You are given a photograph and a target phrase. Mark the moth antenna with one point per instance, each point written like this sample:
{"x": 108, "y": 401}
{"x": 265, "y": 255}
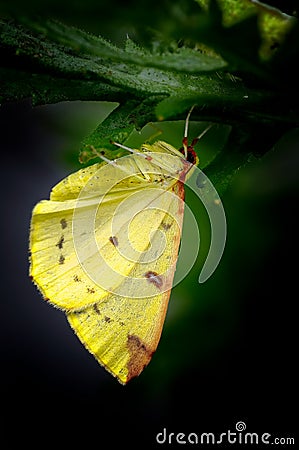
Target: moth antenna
{"x": 185, "y": 138}
{"x": 195, "y": 140}
{"x": 131, "y": 150}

----------

> **Problem**: The entries above are to be retyped exactly, with each picture left out.

> **Answer to the problem**:
You are given a photograph and a target phrase. Mark the moth antenna with one point per instance, each point written like this sample:
{"x": 108, "y": 401}
{"x": 265, "y": 255}
Target: moth antenna
{"x": 185, "y": 138}
{"x": 195, "y": 140}
{"x": 131, "y": 150}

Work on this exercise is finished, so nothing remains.